(INSTRUCTIONS FOR THE TASK): Please transcribe the following records in full, exactly as given.

(PROVIDED RECORDS):
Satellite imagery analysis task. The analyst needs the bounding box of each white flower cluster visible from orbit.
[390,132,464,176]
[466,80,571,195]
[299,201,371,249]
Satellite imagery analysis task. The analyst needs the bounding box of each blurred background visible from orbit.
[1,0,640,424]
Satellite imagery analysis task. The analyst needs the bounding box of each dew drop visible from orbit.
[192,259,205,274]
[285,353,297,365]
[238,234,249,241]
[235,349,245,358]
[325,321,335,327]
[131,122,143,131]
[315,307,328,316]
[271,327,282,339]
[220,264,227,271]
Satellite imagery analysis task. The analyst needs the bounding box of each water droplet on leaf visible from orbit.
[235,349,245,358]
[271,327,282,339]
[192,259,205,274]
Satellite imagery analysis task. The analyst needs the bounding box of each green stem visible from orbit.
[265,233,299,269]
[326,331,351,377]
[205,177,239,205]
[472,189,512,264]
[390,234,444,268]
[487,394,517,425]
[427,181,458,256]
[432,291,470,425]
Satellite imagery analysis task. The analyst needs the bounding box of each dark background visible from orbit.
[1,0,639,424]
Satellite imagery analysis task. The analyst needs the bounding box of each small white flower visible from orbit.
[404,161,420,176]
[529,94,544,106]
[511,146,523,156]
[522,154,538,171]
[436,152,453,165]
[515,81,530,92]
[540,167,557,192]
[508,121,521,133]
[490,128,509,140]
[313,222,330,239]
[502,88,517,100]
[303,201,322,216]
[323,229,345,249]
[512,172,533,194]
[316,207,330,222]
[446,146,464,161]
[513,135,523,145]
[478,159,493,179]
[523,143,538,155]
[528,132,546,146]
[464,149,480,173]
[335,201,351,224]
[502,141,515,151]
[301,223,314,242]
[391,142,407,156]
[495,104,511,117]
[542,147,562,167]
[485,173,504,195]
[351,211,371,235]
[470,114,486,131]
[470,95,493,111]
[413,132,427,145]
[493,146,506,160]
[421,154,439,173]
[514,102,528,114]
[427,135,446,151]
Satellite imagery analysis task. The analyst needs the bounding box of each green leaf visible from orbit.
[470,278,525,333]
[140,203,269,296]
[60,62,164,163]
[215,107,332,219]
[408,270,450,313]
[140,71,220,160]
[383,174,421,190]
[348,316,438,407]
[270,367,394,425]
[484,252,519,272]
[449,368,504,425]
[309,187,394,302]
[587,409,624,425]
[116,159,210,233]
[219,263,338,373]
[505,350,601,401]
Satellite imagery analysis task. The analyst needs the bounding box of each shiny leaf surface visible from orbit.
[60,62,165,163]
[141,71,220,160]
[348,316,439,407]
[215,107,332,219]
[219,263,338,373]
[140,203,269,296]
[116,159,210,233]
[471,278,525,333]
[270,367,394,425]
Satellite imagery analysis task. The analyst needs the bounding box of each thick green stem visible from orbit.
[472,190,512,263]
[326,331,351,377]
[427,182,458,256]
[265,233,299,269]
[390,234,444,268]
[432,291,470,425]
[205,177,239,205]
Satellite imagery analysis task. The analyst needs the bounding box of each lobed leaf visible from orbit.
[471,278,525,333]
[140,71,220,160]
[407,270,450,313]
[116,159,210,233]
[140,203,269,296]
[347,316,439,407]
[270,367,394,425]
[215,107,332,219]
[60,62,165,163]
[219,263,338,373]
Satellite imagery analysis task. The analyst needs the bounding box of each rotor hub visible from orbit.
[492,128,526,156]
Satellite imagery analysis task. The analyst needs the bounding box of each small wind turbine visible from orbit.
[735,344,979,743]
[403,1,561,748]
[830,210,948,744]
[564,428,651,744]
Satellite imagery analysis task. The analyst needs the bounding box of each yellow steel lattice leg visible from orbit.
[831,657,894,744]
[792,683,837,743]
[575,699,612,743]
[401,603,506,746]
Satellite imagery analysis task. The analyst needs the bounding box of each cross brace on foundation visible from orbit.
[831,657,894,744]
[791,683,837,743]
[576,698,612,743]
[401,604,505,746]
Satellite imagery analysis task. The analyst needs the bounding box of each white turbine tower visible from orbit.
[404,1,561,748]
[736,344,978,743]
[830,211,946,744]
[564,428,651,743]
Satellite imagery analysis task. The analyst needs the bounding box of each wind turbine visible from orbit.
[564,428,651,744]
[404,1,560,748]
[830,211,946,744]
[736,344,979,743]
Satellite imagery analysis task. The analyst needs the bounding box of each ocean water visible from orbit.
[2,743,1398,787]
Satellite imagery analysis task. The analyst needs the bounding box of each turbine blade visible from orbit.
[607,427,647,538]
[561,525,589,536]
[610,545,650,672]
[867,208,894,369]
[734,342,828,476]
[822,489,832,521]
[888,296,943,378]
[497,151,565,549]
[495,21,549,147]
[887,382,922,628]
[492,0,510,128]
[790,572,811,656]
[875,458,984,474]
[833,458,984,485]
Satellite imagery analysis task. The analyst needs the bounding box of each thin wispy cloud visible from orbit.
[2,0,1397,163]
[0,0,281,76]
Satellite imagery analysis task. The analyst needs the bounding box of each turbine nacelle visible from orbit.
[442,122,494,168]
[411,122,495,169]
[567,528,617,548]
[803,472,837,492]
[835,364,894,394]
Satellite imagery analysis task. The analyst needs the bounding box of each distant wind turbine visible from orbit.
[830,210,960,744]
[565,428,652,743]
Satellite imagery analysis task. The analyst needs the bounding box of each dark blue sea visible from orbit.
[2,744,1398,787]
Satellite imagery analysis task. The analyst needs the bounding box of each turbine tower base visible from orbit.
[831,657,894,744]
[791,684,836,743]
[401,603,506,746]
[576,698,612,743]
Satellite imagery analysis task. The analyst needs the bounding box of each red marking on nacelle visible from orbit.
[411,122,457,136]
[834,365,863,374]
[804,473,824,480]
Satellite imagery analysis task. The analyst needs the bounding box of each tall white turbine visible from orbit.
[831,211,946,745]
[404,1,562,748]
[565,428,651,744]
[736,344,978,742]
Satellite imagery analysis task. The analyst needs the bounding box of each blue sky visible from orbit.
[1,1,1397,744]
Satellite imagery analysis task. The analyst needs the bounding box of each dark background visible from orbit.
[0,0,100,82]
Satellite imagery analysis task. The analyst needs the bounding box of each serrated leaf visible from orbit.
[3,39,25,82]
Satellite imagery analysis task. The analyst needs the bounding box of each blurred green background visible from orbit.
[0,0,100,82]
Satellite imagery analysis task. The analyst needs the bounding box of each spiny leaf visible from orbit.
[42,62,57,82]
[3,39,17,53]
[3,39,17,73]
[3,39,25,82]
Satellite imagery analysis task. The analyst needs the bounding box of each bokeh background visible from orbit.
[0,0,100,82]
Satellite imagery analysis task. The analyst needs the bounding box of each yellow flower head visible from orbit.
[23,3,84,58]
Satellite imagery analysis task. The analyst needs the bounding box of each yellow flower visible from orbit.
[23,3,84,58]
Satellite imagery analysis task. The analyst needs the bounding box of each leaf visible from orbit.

(COMPLETED EXERCISE):
Satellite imagery analysis task. The analyst needs the bounding box of each white flower cluster visible from orbit.
[390,132,464,176]
[466,80,571,195]
[299,201,371,249]
Satellite imagery analysis task. The analyst needs the bounding box of each blurred background visible from orbit.
[1,0,640,424]
Satellite imagery analysis task. The analyst needs the bounding box of each dew drop visible from orbit.
[192,259,205,274]
[285,353,297,365]
[238,234,249,241]
[235,349,245,358]
[325,321,335,327]
[131,122,143,131]
[315,307,328,316]
[271,327,282,339]
[220,264,227,271]
Satellite imagery analysis task. The analyst needs the bounding box of each water droplet on leaf visible from orbit.
[235,349,245,358]
[271,327,282,339]
[192,259,205,274]
Satellite imagery analysis task. The analyst needs the bounding box of each green stem visible from orbit.
[265,233,299,269]
[326,331,351,377]
[205,177,239,205]
[472,189,512,264]
[390,234,444,268]
[487,394,517,425]
[427,181,458,256]
[432,291,470,425]
Satellite imagery analysis task. The analyst needs the bounding box of each dark background visible from orbit.
[1,0,639,424]
Satellite imagery analysis task. The analyst needs the bounding box of each small white flower visible from orbit.
[404,161,420,176]
[529,94,544,106]
[511,146,523,156]
[522,154,538,171]
[436,152,453,165]
[515,81,530,92]
[540,167,557,192]
[508,121,521,133]
[490,128,509,140]
[313,222,330,239]
[502,88,517,100]
[303,201,322,216]
[323,229,345,249]
[512,172,533,194]
[316,207,330,222]
[446,146,464,161]
[513,135,523,145]
[478,159,493,179]
[523,143,538,155]
[528,132,546,146]
[464,149,480,173]
[335,201,351,224]
[502,141,515,151]
[301,223,314,242]
[391,142,407,156]
[495,104,511,117]
[542,147,562,167]
[485,173,504,195]
[351,211,371,235]
[470,114,486,131]
[470,95,493,111]
[413,132,427,145]
[493,146,506,160]
[421,154,439,173]
[514,102,528,114]
[427,135,446,151]
Satellite imagery analysis task. The analyst needs the bounding box of each green leaf visible from orbit.
[470,278,525,333]
[140,203,269,296]
[60,62,164,163]
[215,107,332,219]
[408,270,450,313]
[140,71,220,160]
[383,174,421,190]
[348,316,438,407]
[270,367,394,425]
[484,252,519,272]
[449,368,504,425]
[309,187,394,302]
[587,409,624,425]
[116,159,210,233]
[219,263,338,373]
[505,350,601,401]
Satellite imagery analysis task. The analyst needs the bounding box of each shiny leaf surface visible from orbit.
[60,62,165,163]
[141,71,220,160]
[348,316,439,407]
[215,107,332,219]
[219,263,338,373]
[140,203,269,296]
[116,159,210,233]
[471,278,525,333]
[270,367,394,425]
Satellite imagery analysis task. The analyst needs the bounding box of each thick green stem visible from orbit.
[472,190,512,263]
[326,331,351,377]
[427,182,458,256]
[265,233,299,269]
[390,234,444,268]
[432,291,470,425]
[205,177,239,205]
Satellite imagery analysis task. The analyst needs the bounding box of each lobed leaf visible from orbit.
[471,278,525,333]
[140,71,220,160]
[407,270,450,313]
[116,159,210,233]
[140,203,269,296]
[347,316,439,407]
[270,367,394,425]
[215,107,332,219]
[60,62,165,163]
[219,263,338,373]
Satellite imagery analysis task. The analyst needs the bounding box of each rotor hub visible from orbit.
[492,128,526,156]
Satellite imagery analysis task. The analyst needs the bounding box of each small wind turbine visible from orbit.
[735,344,979,743]
[403,1,561,748]
[830,210,948,744]
[564,428,651,744]
Satellite imagery analysis task. The analyst needs the bounding box of each yellow steel lattice leg visible from orbit.
[831,657,894,744]
[792,683,837,743]
[575,699,612,743]
[401,603,506,746]
Satellite imagery analysis task. The analyst needs the bounding box of each cross brace on foundation visible from orbit.
[831,657,894,744]
[791,683,837,743]
[576,698,612,743]
[401,604,505,746]
Satellite imagery analysis task. The analyst needs the bounding box of each white turbine tower visible from orbit.
[404,1,561,748]
[736,344,978,743]
[830,211,946,744]
[564,428,651,743]
Satellite imagery analysis task. The analyst needs the bounding box of each wind turbine visible from orbit.
[564,428,651,744]
[404,1,560,748]
[830,211,946,744]
[736,344,979,743]
Satellite imagery analysis task. The analyst needs the bounding box of each ocean water visible from orbit.
[2,743,1398,787]
Satellite imagery analysis task. The analyst needs the bounding box of each turbine blade visible from orbit.
[607,427,647,538]
[561,525,589,536]
[610,545,650,672]
[867,208,894,369]
[734,342,828,476]
[822,489,832,521]
[888,296,943,378]
[497,151,565,549]
[495,21,549,147]
[887,382,922,628]
[492,0,510,128]
[790,572,811,656]
[875,458,984,474]
[833,458,984,485]
Satellite imagery analysis task. The analyst needs the bounding box of each thin wispy cloud visible from orbit.
[2,0,1397,163]
[0,0,281,76]
Satellite imagery analysis task. The analyst needs the bounding box of each turbine nacelle visible from orbit.
[442,122,494,168]
[411,122,495,169]
[567,528,617,548]
[803,472,837,492]
[835,364,894,394]
Satellite imagery analysis task. The analyst needs the bounding box of each distant wind turbine visible from orbit.
[830,210,960,744]
[565,428,652,743]
Satellite imagery analysis task. The analyst needs the bounding box of each dark blue sea visible from orbit.
[2,744,1398,787]
Satellite imagery analysis task. The analyst needs the bounding box of each turbine tower base visible from orbit.
[831,657,894,744]
[791,684,836,743]
[401,603,506,746]
[576,698,612,743]
Satellite imagery analysis task. The analyst needs the bounding box of each red marking on nacelle visible from orbit.
[411,122,457,136]
[834,365,863,374]
[804,473,824,480]
Satellite imagery analysis task. The analyst needs the bounding box of each tall white turbine visible from orbit.
[831,211,946,745]
[404,1,562,748]
[565,428,651,744]
[736,344,978,742]
Satellite imagery analysis task. The analyst needs the bounding box of each blue sky visible from orbit.
[1,1,1397,744]
Satellite imagery analysis task. The analyst needs the bounding box of each dark background visible from orbit.
[0,0,100,82]
Satellite imagery analysis task. The analyst needs the bounding box of each serrated leaf visible from orbit.
[3,39,25,82]
Satellite imagery analysis task. The analyst needs the bounding box of each blurred green background visible from orbit.
[0,0,100,82]
Satellite imagery analysis task. The analyst needs the bounding box of each spiny leaf visible from orbit.
[42,62,57,82]
[3,39,17,53]
[3,39,17,73]
[3,39,25,82]
Satellite imagery analysis task. The analyst needs the bounding box of each bokeh background visible from orbit.
[0,0,100,82]
Satellite imagery analysis task. The analyst needs the bounding box of each yellow flower head visible from orbit.
[23,3,84,58]
Satellite imagery analysis task. The analyst needs the bounding box of each yellow flower visible from orbit.
[23,3,84,58]
Satellite imagery analysis task. The analyst needs the bounding box of each leaf visible from orbit.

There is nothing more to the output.